• [Excerpted records]
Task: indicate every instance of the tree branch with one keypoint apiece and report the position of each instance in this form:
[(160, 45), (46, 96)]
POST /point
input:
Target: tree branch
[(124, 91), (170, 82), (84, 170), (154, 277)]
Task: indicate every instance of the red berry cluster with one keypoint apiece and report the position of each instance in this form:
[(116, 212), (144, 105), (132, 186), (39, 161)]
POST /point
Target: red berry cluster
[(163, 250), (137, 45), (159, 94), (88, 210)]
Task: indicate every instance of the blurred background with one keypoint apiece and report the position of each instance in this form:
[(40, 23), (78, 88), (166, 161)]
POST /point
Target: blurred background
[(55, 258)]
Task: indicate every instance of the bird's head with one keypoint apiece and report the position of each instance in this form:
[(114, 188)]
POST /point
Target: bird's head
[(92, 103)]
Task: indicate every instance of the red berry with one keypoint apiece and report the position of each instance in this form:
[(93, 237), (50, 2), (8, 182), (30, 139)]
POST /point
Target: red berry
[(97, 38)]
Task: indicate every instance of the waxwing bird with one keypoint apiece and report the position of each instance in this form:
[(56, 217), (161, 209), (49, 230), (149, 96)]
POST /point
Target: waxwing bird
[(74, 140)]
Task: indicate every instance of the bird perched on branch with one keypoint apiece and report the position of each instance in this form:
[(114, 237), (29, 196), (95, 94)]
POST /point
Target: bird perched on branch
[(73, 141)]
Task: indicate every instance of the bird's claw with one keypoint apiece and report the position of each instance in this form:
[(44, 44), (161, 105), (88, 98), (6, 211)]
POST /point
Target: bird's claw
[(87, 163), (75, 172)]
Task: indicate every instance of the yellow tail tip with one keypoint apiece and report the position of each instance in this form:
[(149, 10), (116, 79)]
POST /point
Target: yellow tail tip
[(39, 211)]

• [Exercise prompt]
Render every line of the data above as a numbered list, leaving out any blank lines.

• [Task answer]
1. Task: indicate every instance of the tree branch with one keypoint apiece and report the position of each instance in this form:
2. [(160, 45), (46, 96)]
3. POST /point
4. input:
5. Target: tree branch
6. [(124, 91), (170, 82), (84, 170), (154, 277)]
7. Task: indicate every instance of the red berry cluster with one keypoint apiece and report the position of each instance in this form:
8. [(116, 212), (144, 105), (132, 186), (39, 161)]
9. POST /point
10. Target: red berry cluster
11. [(163, 250), (137, 45), (159, 94), (88, 210)]
12. Task: indicate every instance of the blurred background with one keypoint apiece and report the position of each instance in this form:
13. [(40, 23), (78, 88), (166, 161)]
14. POST /point
15. Target: blurred background
16. [(55, 258)]
17. Task: indicate every instance of the bird's head with one keypoint apiece and report the position of each instance in this form:
18. [(114, 188)]
19. POST /point
20. Target: bird's head
21. [(92, 103)]
22. Task: indicate every instance of the red berry with one keypoint apiece and report the position of each instance in this form:
23. [(93, 237), (50, 2), (8, 182), (30, 139)]
24. POST /point
25. Target: red berry
26. [(97, 38)]
27. Task: indicate every instance of the waxwing bird with one keypoint apiece and report the position of each instance in this form:
28. [(56, 217), (161, 209), (49, 230), (149, 96)]
29. POST /point
30. Target: waxwing bird
31. [(74, 140)]
32. Task: indicate every instance of the bird perched on branch with one keypoint apiece and report the position of each instance in this form:
33. [(114, 237), (29, 196), (95, 94)]
34. POST /point
35. Target: bird perched on branch
36. [(73, 141)]
37. Task: indicate every instance of the bird's claw with one keypoint apiece and report the position of each instance in this form:
38. [(44, 44), (161, 105), (88, 98), (6, 211)]
39. POST /point
40. Target: bird's claw
41. [(87, 163), (75, 172)]
42. Task: indicate every instance of the yellow tail tip with one keypoint apiece and report the position of each instance in this form:
43. [(149, 10), (116, 79)]
44. POST /point
45. Target: yellow tail tip
46. [(39, 211)]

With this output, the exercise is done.